* **Trecho selecionado**:
No fórum, servidores se trancaram dentro dos cartórios junto com o público. “Eram muitos tiros. Todo mundo ficou em pânico. Quando a situação acalmou, havia marcas nas paredes e sangue nos corredores”, contou um funcionário do tribunal, que teve o carro roubado. O dono de um estacionamento foi feito refém pelo bando e liberado na Av. Brasil. “Só pensava na família”.
Bangu em estado de choque
A outra vítima fatal, o sargento Oliveira, que trabalhava na segurança do fórum, foi baleado ao entrar no prédio para alertar outros PMs. A camareira Maria José da Silveira Rodrigues, atingida na barriga quando estava no ônibus, tem sete filhos e não corre risco de vida. “Ela só tinha um mês de carteira assinada”, disse Rosângela Fernandes, sobrinha da vítima. Até à noite, nenhum dos criminosos havia sido localizado pela PM, que reforçou o policiamento na região e na Favela Vila Vintém por tempo indeterminado.
A Divisão de Homicídios vai identificar os criminosos captados nas câmeras do fórum. “As imagens são boas. Deu para identificar nitidamente o rosto de cada um”, disse o delegado Alan Duarte. Nesta sexta-feira moradores farão homenagem ao atleta do Bangu, depositando flores brancas no local onde o menino morreu. Em seguida farão passeata. “Queremos proteção do Estado, porque temos um fórum que recebe criminosos todo dia”, cobrou o morador Carlos Oliveira.

* **Tarefa a cumprir**:
Dê continuidade à reportagem sobre o tiroteio no fórum de Bangu, começando logo depois da última frase. A listagem vem de outra fonte e não tem ligação com a reportagem.

* **Trecho dos dados**:
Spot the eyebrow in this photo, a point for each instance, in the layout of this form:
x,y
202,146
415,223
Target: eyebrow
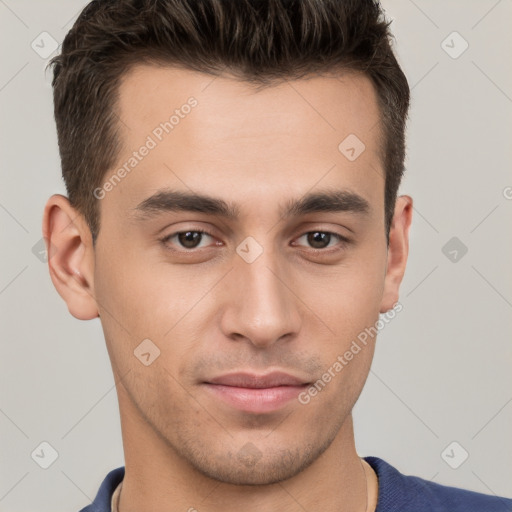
x,y
168,200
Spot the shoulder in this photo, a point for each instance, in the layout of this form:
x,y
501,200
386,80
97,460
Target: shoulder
x,y
102,501
404,493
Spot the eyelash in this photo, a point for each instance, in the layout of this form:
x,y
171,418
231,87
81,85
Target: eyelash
x,y
342,241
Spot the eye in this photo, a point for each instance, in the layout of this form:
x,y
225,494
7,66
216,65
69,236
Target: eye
x,y
321,240
189,239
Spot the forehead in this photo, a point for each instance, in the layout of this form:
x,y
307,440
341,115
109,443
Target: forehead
x,y
219,134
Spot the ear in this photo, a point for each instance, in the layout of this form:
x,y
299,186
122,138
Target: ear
x,y
70,256
398,250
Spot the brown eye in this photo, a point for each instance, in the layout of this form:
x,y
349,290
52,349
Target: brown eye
x,y
189,240
320,240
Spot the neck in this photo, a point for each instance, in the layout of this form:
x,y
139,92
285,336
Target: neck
x,y
158,479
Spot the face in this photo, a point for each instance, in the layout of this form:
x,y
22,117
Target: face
x,y
266,275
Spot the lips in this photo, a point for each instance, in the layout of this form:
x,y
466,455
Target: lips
x,y
248,380
257,394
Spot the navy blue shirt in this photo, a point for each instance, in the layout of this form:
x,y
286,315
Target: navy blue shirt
x,y
397,493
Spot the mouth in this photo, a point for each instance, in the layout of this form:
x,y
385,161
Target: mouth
x,y
253,393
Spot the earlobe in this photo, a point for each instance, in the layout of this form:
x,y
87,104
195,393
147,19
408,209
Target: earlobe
x,y
398,250
70,256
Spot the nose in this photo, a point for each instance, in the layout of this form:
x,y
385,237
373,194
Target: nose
x,y
262,307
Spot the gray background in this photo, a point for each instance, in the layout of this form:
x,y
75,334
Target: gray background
x,y
442,367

* **Resultado do exercício**:
Secretário pede transferência de Piolho e Chocolate para presídios federais
O secretário estadual de Segurança, José Mariano Beltrame, solicitou, logo após a tragédia, a transferência para presídios federais de Alexandre de Melo, o Piolho, e Vanderlan Ramos da Silva, o Chocolate, alvos da tentativa de resgate. Chefe do tráfico nos morros do Dezoito e Saçu, em Água Santa, Piolho tem 40 anos e foi preso em abril, em Jacarepaguá. Contra ele havia seis mandados de prisão por homicídio, tráfico, associação para o tráfico, roubo e formação de quadrilha.
Segundo a polícia, ele possui perfil violento e teria enterrado várias vítimas no alto do Saçu. Piolho cumpria pena no Instituto Penal Ismael Pereira Sirieiro, em Niterói, onde ganhou benefício para trabalhar fora e não voltou mais, em 2010. Acabou recapturado em abril passado. Por sua vez, Chocolate, de 30 anos, estaria à frente de quadrilha de traficantes com atuação no Gogó da Ema, Jardim Bom Pastor e Guachá, todas em Belford Roxo. Segundo a polícia, Chocolate esteve por trás da guerra do tráfico no Morro do Jorge Turco, em Rocha Miranda, durante o ano passado.
Ações se repetem na saída de fóruns
Nos últimos cinco meses, pelo menos outras duas ações de bandidos para libertar comparsas levaram pânico às ruas de Niterói. Em junho, um grupo de marginais armados de fuzis trocou tiros com agentes da Secretaria de Administração Penitenciária (Seap), na Alameda São Boaventura, quando o ônibus do órgão com 20 detentos passava pela via.
Os presos estavam sendo transportados do Fórum de São Gonçalo, na Região Metropolitana, para o Complexo Penitenciário de Bangu. Agentes rechaçaram a tentativa de resgate e o grupo fugiu em seguida. Em maio, o agente penitenciário Antonio Pereira foi morto a tiro após ser baleado nas costas durante uma tentativa de resgate de presos, na Rodovia Niterói-Manilha, na altura de São Gonçalo.